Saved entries
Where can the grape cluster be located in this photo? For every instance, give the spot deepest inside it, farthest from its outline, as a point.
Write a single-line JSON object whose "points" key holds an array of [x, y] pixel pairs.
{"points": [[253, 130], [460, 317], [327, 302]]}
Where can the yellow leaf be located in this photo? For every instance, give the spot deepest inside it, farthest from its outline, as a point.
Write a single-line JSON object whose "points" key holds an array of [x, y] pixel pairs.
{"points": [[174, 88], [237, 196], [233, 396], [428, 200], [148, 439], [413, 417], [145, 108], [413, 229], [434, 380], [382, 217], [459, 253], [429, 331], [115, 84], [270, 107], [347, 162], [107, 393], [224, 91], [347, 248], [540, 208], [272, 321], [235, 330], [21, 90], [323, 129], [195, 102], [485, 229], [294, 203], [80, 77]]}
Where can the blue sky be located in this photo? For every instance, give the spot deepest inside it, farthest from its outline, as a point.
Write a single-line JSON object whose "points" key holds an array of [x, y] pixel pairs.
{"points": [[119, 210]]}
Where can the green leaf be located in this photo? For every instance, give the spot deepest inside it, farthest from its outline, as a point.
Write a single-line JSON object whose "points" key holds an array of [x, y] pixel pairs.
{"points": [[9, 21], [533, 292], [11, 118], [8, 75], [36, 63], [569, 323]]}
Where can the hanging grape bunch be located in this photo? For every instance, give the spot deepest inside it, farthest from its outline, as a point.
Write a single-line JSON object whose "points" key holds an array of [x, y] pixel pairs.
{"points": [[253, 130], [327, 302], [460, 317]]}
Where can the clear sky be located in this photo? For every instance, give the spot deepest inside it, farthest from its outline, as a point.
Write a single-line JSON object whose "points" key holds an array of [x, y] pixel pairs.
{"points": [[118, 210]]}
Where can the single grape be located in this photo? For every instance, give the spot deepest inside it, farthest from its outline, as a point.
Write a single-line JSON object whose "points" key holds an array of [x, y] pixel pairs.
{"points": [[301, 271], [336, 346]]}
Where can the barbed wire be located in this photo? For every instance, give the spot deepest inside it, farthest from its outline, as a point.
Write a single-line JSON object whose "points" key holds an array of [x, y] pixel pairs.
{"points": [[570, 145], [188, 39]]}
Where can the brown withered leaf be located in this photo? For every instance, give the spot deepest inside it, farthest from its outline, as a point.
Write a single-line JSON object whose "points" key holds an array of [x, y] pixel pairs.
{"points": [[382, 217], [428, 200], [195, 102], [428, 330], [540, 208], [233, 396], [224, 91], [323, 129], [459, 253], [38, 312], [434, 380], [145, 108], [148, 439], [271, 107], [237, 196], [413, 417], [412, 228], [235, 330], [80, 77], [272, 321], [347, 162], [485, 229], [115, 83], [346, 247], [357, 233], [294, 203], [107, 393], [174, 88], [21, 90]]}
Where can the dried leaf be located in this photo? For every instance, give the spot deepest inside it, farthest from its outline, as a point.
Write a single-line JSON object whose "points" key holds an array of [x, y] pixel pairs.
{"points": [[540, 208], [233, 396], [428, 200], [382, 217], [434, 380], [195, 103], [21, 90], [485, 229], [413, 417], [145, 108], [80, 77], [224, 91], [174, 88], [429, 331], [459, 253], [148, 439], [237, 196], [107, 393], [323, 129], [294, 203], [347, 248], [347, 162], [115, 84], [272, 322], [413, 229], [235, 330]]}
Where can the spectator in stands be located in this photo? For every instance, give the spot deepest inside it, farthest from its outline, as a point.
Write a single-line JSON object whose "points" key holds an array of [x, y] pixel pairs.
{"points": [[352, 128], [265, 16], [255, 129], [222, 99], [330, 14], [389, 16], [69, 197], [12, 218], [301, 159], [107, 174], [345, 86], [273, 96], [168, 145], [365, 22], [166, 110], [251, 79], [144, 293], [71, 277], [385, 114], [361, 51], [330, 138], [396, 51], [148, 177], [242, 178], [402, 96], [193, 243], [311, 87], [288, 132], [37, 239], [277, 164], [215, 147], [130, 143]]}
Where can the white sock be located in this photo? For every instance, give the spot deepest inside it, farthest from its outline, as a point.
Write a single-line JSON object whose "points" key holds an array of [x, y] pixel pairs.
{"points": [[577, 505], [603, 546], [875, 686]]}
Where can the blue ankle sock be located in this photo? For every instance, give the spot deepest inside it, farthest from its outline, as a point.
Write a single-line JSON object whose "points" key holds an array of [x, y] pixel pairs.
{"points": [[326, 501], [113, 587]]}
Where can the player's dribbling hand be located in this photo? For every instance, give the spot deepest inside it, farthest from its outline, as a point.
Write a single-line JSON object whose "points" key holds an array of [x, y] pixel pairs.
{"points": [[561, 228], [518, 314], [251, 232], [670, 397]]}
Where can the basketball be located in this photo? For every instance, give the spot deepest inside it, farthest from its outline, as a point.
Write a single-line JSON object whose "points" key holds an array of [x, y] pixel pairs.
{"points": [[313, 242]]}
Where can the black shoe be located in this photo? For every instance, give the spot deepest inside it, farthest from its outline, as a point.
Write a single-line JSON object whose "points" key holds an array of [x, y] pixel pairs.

(DO THIS): Please restate the records in full, word for word.

(FINAL ANSWER):
Where can the grape cluster be located in this photo? For every instance, give the spot deepest inside it, farthest from its outline, as a point.
Write a single-line JSON object whose "points" key holds an array of [x, y] pixel pairs.
{"points": [[253, 130], [460, 317], [327, 302]]}
Where can the yellow leaf be located in this photo? For every instance, give the spot deepest inside it, farthest from its outline, as a point.
Write a single-line JSON object whose "points" key holds an array of [x, y] pixel pairs.
{"points": [[174, 88], [237, 196], [233, 396], [428, 200], [148, 439], [413, 417], [145, 108], [413, 229], [434, 380], [382, 217], [459, 253], [429, 331], [115, 84], [270, 107], [347, 162], [107, 393], [224, 91], [347, 248], [540, 208], [272, 321], [235, 330], [21, 90], [323, 129], [195, 102], [485, 229], [294, 203], [80, 77]]}
Where can the blue sky be located in this photo? For every instance, give the spot deepest inside it, farthest from its outline, as a point.
Write a single-line JSON object whose "points" key holds an array of [x, y] pixel pairs.
{"points": [[119, 210]]}
Where can the green leaf be located in this photo? For every instance, give the spot deepest inside it, farthest from its outline, as a point.
Write a single-line JSON object whose "points" key holds an array of [x, y] pixel pairs.
{"points": [[9, 21], [533, 292], [11, 118], [8, 75], [36, 63], [569, 323]]}
Where can the hanging grape bunch be located in this photo? For every instance, give the spot deepest inside it, farthest from its outline, as a point.
Write a single-line JSON object whose "points" key holds an array of [x, y] pixel pairs.
{"points": [[253, 130], [327, 302], [460, 317]]}
Where can the clear sky be located in this photo? For every instance, give the spot deepest inside it, farthest from its outline, as a point.
Write a single-line JSON object whose "points" key holds an array of [x, y] pixel pairs.
{"points": [[118, 210]]}
Where can the single grape be located in this photo? For every instance, give the spot deepest inside it, farthest from its outline, as a point.
Write a single-line JSON object whose "points" key holds an array of [x, y] pixel pairs.
{"points": [[301, 271], [336, 346]]}
Where can the barbed wire be located in this photo? For every instance, give the spot deepest inside it, farthest from its outline, as a point.
Write a single-line JSON object whose "points" key holds an array of [x, y] pixel pairs.
{"points": [[570, 145], [188, 39]]}
Where can the brown withered leaf be located in this photo? For every instance, give the spot deepest inside it, farthest from its outline, as a point.
Write a single-line JSON object whose "points" key holds an array of [x, y] pixel pairs.
{"points": [[382, 217], [428, 200], [195, 102], [428, 330], [540, 208], [233, 396], [224, 91], [323, 129], [459, 253], [38, 312], [434, 380], [145, 108], [148, 439], [271, 107], [237, 196], [413, 417], [412, 228], [235, 330], [80, 77], [272, 321], [347, 162], [485, 229], [115, 83], [346, 247], [357, 233], [294, 203], [107, 393], [174, 88], [21, 90]]}
Where can the dried leaf be located in this photo? For every instance, give the spot deepest inside it, farthest from its outline, as a point.
Write a single-line JSON object whose "points" key holds an array of [x, y] pixel pairs.
{"points": [[540, 208], [233, 396], [428, 200], [382, 217], [434, 380], [195, 103], [21, 90], [485, 229], [413, 417], [145, 108], [80, 77], [224, 91], [174, 88], [429, 331], [459, 253], [148, 439], [237, 196], [107, 393], [323, 129], [294, 203], [347, 248], [347, 162], [115, 84], [272, 322], [413, 229], [235, 330]]}
Where can the spectator in stands be located in this photo? For every instance, give the spot deepest inside it, farthest from its outline, as a point.
Write a single-line JSON object whose "points" key holds an array of [x, y] pixel pairs.
{"points": [[352, 128], [265, 16], [255, 129], [222, 99], [330, 14], [389, 16], [69, 197], [12, 218], [301, 159], [107, 174], [345, 86], [273, 96], [168, 145], [365, 22], [166, 110], [251, 79], [144, 293], [71, 277], [385, 114], [361, 51], [330, 138], [396, 51], [148, 177], [242, 178], [402, 96], [193, 243], [311, 87], [288, 132], [37, 239], [277, 164], [215, 147], [130, 143]]}
Where can the white sock be located in this photo? For every instance, give the spot deepest inside it, farthest from its outline, as a point.
Write a single-line JSON object whose "points" key holds an array of [x, y] pixel pairs.
{"points": [[577, 505], [603, 546], [875, 686]]}
Where can the blue ankle sock be located in this photo? For every instance, give the spot deepest inside it, farthest from its outline, as a point.
Write a single-line JSON object whose "points" key holds an array of [x, y] pixel pairs.
{"points": [[326, 501], [113, 587]]}
Where can the player's dribbling hand be located in this photo? For every instance, give the spot deepest inside it, farthest from its outline, as a point.
Write a single-line JSON object whose "points" key holds an array of [x, y] pixel pairs.
{"points": [[561, 228], [518, 314], [251, 232], [670, 397]]}
Where can the basketball be located in this photo? For every instance, give the spot deepest inside it, farthest from its outline, as a point.
Write a single-line JSON object whose "points" key holds an array of [x, y] pixel pairs.
{"points": [[313, 242]]}
Where can the black shoe be located in this photo? For every instance, give the spot deepest inside it, farthest from its outline, as a point.
Write a single-line JSON object whose "points" key holds an array of [x, y] pixel pairs.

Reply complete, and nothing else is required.